■ WHAT THIS TASK INVOLVES:
Rewrite the material below from the line with "Report the position of every instance of the white backdrop" up to and including the line with "pixel 149 142", renaming "sneaker" to "running shoe" and changing nothing else. Return only those lines, and leave the pictures out.
_____
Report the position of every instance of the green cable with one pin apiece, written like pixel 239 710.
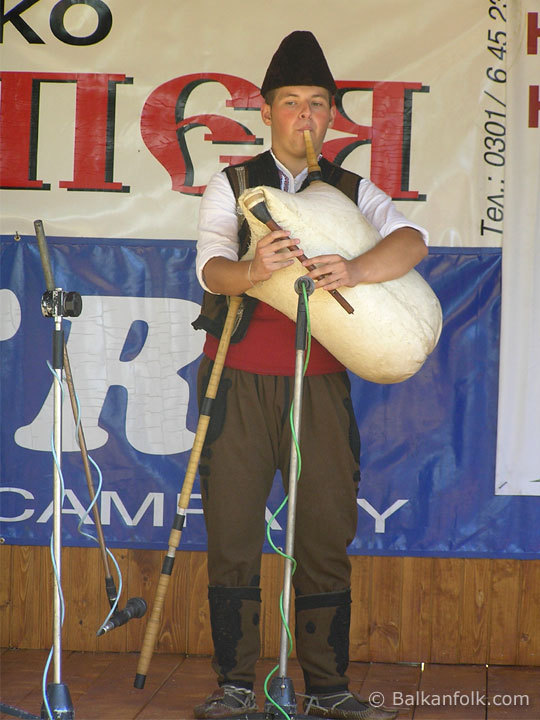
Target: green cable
pixel 276 513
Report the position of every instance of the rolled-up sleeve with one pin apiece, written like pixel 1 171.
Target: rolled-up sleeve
pixel 217 232
pixel 381 212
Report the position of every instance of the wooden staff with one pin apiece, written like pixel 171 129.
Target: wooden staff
pixel 256 204
pixel 154 620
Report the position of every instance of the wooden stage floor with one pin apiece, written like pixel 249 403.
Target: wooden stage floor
pixel 101 687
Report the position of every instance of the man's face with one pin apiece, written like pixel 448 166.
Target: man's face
pixel 296 108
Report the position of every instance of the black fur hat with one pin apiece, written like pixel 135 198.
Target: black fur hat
pixel 299 60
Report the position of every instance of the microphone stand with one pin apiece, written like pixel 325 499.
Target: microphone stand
pixel 281 691
pixel 57 304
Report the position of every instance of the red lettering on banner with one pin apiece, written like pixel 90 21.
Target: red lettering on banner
pixel 389 134
pixel 94 130
pixel 533 33
pixel 164 127
pixel 534 105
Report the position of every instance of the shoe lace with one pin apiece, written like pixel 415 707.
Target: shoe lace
pixel 313 700
pixel 242 695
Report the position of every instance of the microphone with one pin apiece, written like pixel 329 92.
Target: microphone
pixel 136 607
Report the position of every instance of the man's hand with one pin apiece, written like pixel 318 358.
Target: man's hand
pixel 272 254
pixel 392 257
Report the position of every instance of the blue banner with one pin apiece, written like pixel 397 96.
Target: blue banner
pixel 428 444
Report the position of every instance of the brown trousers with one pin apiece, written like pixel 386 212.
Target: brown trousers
pixel 248 439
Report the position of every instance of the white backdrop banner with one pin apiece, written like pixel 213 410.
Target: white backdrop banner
pixel 113 116
pixel 518 450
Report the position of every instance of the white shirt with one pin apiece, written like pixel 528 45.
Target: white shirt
pixel 218 219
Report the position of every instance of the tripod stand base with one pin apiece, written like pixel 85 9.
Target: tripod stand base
pixel 60 704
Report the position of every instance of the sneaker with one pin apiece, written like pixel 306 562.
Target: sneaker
pixel 345 705
pixel 227 701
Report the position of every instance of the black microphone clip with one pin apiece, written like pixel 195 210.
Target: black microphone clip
pixel 136 607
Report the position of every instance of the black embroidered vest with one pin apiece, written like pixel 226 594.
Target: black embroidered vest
pixel 260 170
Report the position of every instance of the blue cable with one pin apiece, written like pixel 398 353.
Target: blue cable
pixel 81 531
pixel 276 513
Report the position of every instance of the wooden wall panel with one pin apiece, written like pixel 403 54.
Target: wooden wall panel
pixel 438 610
pixel 416 609
pixel 475 603
pixel 447 592
pixel 5 591
pixel 506 582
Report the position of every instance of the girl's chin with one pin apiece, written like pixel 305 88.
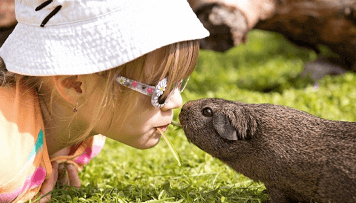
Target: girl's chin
pixel 149 142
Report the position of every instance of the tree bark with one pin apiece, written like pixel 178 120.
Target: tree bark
pixel 307 23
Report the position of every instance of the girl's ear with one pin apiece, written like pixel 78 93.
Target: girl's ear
pixel 69 87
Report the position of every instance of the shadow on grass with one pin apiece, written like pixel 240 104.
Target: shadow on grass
pixel 161 193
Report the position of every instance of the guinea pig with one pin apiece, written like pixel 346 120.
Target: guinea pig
pixel 299 157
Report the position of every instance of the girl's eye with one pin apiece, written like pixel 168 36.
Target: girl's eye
pixel 207 112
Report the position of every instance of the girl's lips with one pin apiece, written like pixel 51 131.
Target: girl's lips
pixel 164 127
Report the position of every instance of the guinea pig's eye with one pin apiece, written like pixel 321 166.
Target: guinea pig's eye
pixel 207 112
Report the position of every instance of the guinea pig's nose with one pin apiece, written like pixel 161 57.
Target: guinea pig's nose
pixel 187 105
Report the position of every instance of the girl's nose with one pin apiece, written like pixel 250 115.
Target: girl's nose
pixel 175 101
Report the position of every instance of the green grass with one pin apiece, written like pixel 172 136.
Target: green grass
pixel 265 70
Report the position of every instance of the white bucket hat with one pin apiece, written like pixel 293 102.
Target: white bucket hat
pixel 69 37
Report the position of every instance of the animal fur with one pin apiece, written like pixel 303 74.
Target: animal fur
pixel 299 157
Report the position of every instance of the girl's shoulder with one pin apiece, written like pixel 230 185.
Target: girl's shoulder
pixel 22 142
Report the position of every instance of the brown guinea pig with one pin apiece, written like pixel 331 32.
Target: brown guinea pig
pixel 299 157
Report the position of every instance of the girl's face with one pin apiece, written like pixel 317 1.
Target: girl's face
pixel 137 125
pixel 139 128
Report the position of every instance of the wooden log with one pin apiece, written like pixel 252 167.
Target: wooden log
pixel 311 23
pixel 307 23
pixel 229 20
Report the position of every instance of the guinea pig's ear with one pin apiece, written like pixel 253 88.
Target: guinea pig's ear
pixel 222 125
pixel 245 123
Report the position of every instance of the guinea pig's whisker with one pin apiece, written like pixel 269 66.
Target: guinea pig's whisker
pixel 175 154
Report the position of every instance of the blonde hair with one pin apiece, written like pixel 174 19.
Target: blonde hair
pixel 175 61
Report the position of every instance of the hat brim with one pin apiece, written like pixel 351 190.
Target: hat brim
pixel 100 43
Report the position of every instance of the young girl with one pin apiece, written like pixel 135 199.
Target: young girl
pixel 73 71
_____
■ FULL RESPONSE:
Report the position of every instance of the white backdrop banner with one pin apiece, written like pixel 213 410.
Target: white backdrop banner
pixel 113 116
pixel 518 450
Report the position of every instance of the white shirt with one pin apiece, written like pixel 528 45.
Target: white shirt
pixel 218 219
Report the position of every instance of the tripod stand base with one pin apiece, written like pixel 85 9.
Target: tripod stand base
pixel 60 704
Report the position of every instance of the running shoe with one pin apiece, written like pixel 306 562.
Target: running shoe
pixel 345 705
pixel 227 701
Report the position of every instance of the black microphone clip with one pin apiece, written like pixel 195 210.
Target: black microphone clip
pixel 136 607
Report the position of every instance of the black embroidered vest with one pin apiece, written like pixel 226 594.
Target: black embroidered vest
pixel 260 170
Report the position of every instance of the blue cable with one pin apiece, written like pixel 398 353.
Target: blue cable
pixel 81 531
pixel 276 513
Report the position of every instance of the wooden wall panel with one pin apiece, written like pixel 403 54.
Target: wooden wall panel
pixel 438 610
pixel 416 609
pixel 475 603
pixel 447 592
pixel 5 591
pixel 506 582
Report the position of every instance of the girl's chin with one pin apiece, written like pixel 305 88.
Target: girl's chin
pixel 149 142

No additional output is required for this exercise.